* _DATA PROVIDED_
= = = =
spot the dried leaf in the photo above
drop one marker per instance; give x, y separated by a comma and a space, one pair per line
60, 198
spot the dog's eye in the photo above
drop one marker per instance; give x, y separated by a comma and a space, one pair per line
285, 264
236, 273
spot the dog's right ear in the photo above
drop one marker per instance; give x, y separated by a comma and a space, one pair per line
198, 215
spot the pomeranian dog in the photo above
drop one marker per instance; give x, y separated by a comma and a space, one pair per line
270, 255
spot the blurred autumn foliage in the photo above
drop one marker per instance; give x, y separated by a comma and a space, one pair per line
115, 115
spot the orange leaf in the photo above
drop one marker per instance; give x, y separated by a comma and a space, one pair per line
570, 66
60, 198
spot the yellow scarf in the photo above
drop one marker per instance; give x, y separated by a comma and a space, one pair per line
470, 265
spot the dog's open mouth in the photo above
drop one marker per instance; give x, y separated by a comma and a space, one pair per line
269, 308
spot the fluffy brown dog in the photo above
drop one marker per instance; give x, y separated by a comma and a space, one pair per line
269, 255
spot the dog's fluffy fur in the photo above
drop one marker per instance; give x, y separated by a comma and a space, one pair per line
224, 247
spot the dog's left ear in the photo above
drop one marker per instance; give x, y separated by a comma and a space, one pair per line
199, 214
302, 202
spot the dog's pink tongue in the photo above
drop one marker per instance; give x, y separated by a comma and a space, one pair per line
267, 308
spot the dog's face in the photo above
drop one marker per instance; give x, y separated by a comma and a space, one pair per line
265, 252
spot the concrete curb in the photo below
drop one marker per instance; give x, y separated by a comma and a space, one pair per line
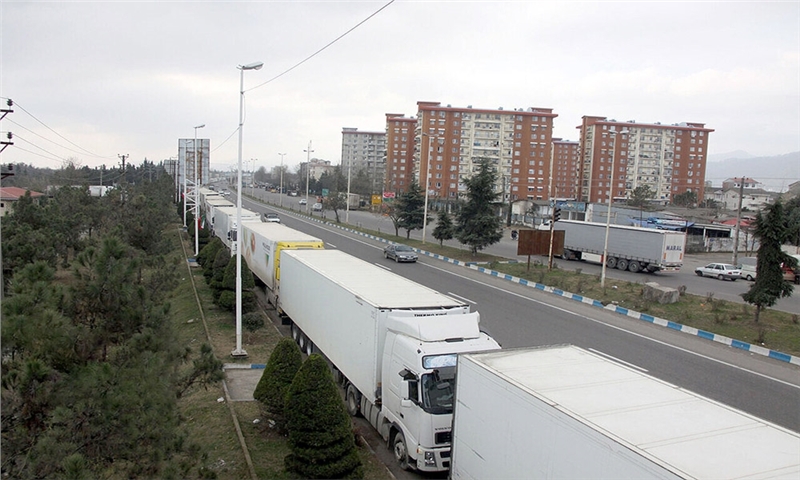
748, 347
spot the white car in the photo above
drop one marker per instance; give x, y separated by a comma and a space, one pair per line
721, 271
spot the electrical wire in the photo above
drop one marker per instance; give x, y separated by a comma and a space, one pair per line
323, 48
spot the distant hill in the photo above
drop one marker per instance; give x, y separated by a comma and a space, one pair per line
776, 173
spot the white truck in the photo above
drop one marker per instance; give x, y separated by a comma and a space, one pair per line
565, 412
629, 248
393, 345
224, 224
263, 243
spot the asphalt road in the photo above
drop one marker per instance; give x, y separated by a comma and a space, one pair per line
519, 316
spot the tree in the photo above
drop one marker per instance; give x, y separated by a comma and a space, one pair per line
411, 208
321, 438
771, 227
685, 199
284, 363
444, 227
477, 223
640, 196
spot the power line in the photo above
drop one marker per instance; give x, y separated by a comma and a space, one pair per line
323, 48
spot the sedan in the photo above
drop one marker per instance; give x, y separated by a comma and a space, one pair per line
400, 253
721, 271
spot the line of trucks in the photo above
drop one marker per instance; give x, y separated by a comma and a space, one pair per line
444, 396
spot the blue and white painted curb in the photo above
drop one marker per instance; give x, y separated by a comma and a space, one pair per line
748, 347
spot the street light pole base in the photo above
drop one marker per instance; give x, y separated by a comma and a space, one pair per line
238, 353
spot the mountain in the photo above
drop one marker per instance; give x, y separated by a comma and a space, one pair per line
775, 173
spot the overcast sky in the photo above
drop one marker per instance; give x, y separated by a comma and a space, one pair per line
94, 80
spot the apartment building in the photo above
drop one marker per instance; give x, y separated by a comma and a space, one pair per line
670, 159
400, 131
364, 151
450, 142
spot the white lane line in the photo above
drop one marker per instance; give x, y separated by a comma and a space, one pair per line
637, 367
599, 322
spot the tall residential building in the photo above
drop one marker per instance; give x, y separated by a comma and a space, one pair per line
670, 159
364, 151
450, 142
400, 170
566, 167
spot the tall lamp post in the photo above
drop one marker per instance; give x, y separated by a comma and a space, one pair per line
239, 351
196, 197
617, 137
308, 172
427, 169
280, 191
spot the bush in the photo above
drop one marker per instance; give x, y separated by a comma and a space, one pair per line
281, 369
321, 439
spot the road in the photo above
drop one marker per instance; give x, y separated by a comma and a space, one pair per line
519, 316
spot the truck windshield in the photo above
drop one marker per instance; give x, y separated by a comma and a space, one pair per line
438, 391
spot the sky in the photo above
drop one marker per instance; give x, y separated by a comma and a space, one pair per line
91, 81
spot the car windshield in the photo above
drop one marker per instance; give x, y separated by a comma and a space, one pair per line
438, 391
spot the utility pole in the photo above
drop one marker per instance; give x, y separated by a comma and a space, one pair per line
735, 260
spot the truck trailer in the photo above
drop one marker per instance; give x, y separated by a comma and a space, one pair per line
262, 250
565, 412
629, 248
392, 343
224, 225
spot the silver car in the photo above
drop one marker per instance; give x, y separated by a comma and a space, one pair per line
400, 253
721, 271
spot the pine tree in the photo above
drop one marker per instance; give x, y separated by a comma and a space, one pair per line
444, 227
411, 208
477, 224
772, 230
284, 363
321, 437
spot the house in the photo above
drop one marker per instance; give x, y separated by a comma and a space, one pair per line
9, 195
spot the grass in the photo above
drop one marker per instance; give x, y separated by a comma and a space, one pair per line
208, 421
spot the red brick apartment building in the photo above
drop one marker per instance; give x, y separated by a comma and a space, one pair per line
670, 159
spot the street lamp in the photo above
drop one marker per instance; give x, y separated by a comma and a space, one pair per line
280, 191
196, 198
239, 351
308, 172
427, 169
613, 132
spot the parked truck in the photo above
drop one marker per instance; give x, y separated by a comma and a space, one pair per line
263, 243
565, 412
392, 343
224, 225
629, 248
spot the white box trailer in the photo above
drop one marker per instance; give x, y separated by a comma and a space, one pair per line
392, 342
564, 412
263, 243
224, 225
629, 248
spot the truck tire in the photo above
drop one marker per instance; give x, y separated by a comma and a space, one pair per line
400, 450
351, 400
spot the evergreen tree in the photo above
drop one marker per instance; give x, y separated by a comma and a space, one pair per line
284, 363
411, 208
772, 230
477, 224
321, 437
444, 227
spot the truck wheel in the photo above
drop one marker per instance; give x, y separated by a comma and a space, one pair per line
400, 450
352, 401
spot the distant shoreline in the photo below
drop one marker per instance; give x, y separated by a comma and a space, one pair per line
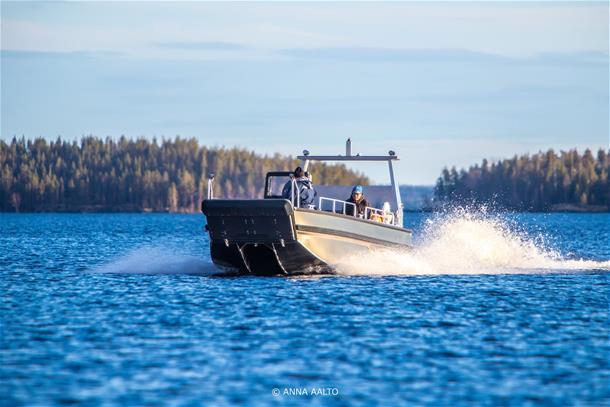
562, 208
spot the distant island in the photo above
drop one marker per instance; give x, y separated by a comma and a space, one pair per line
546, 181
142, 175
104, 175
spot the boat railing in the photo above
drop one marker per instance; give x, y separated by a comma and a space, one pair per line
293, 190
335, 203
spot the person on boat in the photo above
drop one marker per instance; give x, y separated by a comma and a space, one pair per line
305, 190
359, 201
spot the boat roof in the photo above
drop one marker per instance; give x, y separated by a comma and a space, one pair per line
356, 157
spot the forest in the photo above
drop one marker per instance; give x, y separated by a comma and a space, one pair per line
141, 175
546, 181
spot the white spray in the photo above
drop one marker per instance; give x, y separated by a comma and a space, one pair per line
467, 243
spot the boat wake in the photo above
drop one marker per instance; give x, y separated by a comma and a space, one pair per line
467, 243
155, 260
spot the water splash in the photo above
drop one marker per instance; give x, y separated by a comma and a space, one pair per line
465, 242
156, 260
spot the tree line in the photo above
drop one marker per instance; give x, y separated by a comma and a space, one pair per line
95, 174
539, 182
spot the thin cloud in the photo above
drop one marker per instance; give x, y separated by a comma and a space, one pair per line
202, 46
387, 54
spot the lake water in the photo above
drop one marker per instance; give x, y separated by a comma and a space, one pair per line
126, 309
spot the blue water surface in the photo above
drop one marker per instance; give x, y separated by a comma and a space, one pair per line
126, 310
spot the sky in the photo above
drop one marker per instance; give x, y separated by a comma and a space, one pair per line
440, 83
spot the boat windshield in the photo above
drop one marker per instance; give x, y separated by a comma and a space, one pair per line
274, 183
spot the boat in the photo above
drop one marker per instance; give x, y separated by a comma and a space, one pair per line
278, 236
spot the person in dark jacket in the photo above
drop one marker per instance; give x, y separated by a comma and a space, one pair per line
305, 192
358, 199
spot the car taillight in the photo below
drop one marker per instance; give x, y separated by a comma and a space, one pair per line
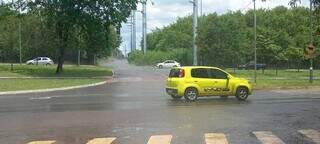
181, 73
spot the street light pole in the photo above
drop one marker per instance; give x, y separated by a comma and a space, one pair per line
255, 42
144, 25
194, 31
311, 41
133, 30
20, 43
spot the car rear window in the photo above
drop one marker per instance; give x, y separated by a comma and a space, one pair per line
174, 73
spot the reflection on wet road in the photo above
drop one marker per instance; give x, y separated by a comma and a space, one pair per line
135, 109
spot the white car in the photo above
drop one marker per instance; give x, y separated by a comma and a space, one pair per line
168, 64
40, 61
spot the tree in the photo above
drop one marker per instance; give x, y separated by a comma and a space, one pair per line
64, 15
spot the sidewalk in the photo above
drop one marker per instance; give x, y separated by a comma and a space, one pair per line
102, 77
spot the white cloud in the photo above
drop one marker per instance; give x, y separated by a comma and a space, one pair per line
164, 12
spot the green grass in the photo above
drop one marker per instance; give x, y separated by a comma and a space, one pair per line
285, 79
84, 75
49, 71
32, 84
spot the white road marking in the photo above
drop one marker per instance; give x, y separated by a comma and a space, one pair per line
266, 137
215, 138
160, 139
42, 142
312, 134
101, 141
40, 98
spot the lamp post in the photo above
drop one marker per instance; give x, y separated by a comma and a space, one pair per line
255, 41
194, 31
311, 41
144, 25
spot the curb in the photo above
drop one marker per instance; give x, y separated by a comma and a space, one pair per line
57, 89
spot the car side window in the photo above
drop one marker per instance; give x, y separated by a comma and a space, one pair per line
217, 74
199, 73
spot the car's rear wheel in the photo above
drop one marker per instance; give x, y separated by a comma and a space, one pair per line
242, 93
224, 97
191, 94
176, 97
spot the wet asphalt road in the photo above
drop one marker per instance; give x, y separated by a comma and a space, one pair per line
134, 107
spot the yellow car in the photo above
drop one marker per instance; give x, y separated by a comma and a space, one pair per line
197, 81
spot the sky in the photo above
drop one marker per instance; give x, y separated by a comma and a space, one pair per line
164, 12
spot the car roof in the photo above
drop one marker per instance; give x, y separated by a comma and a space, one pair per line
192, 67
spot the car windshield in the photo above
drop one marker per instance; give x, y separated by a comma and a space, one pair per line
159, 71
174, 73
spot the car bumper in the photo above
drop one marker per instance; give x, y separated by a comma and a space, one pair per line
171, 91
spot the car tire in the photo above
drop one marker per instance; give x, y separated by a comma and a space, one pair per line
176, 97
191, 94
242, 93
224, 97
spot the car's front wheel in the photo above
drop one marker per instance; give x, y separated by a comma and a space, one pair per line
191, 94
176, 97
242, 93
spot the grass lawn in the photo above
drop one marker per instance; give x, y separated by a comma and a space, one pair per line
86, 74
285, 79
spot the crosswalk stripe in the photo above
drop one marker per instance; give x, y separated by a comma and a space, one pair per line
215, 138
101, 140
160, 139
42, 142
312, 134
266, 137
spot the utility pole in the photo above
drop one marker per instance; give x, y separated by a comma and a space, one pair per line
144, 25
194, 31
255, 42
20, 43
79, 56
311, 41
133, 30
201, 8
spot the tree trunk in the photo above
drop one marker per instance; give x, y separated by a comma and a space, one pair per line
63, 36
60, 61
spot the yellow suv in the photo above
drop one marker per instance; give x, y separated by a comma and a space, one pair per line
196, 81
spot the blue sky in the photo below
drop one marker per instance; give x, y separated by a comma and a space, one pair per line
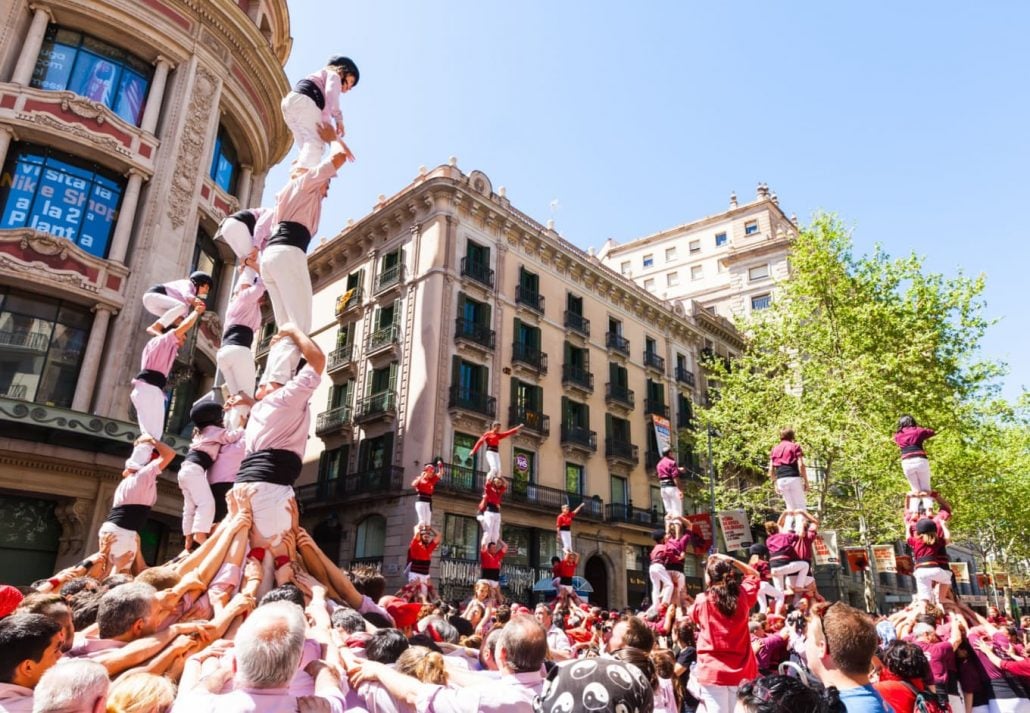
908, 120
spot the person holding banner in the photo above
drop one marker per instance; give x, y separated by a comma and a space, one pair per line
668, 479
789, 475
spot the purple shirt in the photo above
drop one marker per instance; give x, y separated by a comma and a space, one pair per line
301, 199
667, 470
244, 308
228, 464
281, 418
140, 487
159, 352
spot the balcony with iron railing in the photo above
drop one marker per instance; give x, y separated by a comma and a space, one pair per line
578, 437
383, 338
375, 406
622, 451
656, 407
341, 357
472, 332
577, 323
350, 299
617, 395
529, 298
653, 361
622, 512
616, 342
477, 271
529, 355
376, 481
577, 377
684, 375
535, 421
470, 400
390, 277
333, 420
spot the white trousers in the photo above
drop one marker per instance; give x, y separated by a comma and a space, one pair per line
917, 471
284, 270
237, 367
126, 541
149, 404
661, 584
423, 511
926, 577
567, 539
765, 592
792, 491
168, 309
270, 506
672, 501
491, 527
492, 464
718, 699
800, 568
198, 503
303, 116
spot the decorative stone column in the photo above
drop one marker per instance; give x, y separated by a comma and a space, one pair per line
31, 46
127, 217
156, 96
91, 360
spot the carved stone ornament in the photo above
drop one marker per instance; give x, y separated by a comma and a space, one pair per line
194, 138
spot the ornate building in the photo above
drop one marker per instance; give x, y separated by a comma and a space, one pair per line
128, 130
445, 309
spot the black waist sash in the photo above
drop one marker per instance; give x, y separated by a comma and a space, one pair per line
788, 471
290, 233
273, 466
152, 377
201, 457
129, 516
239, 335
310, 90
247, 217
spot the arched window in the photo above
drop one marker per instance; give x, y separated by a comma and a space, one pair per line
371, 537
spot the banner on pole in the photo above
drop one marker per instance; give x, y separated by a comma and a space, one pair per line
701, 522
735, 531
825, 548
961, 570
884, 556
662, 433
858, 558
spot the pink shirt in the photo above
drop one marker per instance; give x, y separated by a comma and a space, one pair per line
331, 85
724, 655
211, 438
228, 464
159, 352
301, 199
140, 487
281, 419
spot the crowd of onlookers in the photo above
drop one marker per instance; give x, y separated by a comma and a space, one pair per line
219, 630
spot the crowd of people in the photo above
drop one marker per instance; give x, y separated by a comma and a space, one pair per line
252, 616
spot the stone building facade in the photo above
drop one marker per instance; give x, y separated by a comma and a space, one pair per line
128, 130
446, 309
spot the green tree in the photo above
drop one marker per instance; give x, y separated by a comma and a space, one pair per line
849, 344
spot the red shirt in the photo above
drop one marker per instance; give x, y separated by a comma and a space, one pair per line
= = = =
* _WRITTEN PROBLEM_
Begin with the line that contains "spot the pink shirt in the photo above" and end with the last line of the records; set down every line in that span exactly, and nothing else.

* _WRITTEN SOLUTION_
spot the pink shirt in the photo above
drop one marker per instance; give x, y separated by a comma and a space, one pair per line
331, 85
724, 655
211, 438
228, 464
159, 352
301, 199
140, 487
281, 419
spot the crowd of onlookers in the photo above
drop one marker per instance; give x, y separated by a comma and a space, one pair per line
219, 630
spot the crowd of people in the photo above
drop one marker per instance; give x, y separated by a comma and a space, one pair per line
252, 616
spot the stone building facade in the photo above
drop one marker per instance; give x, y separated by a comma and a space, one pair per line
128, 130
446, 309
spot the green tree in the photo above
drop one marker per instance; give x, y separated by a comma and a space, one pair per line
849, 344
spot the red shirt in the photo above
drop one marker per instance; give x, y separated by a comma and a space, one pair per line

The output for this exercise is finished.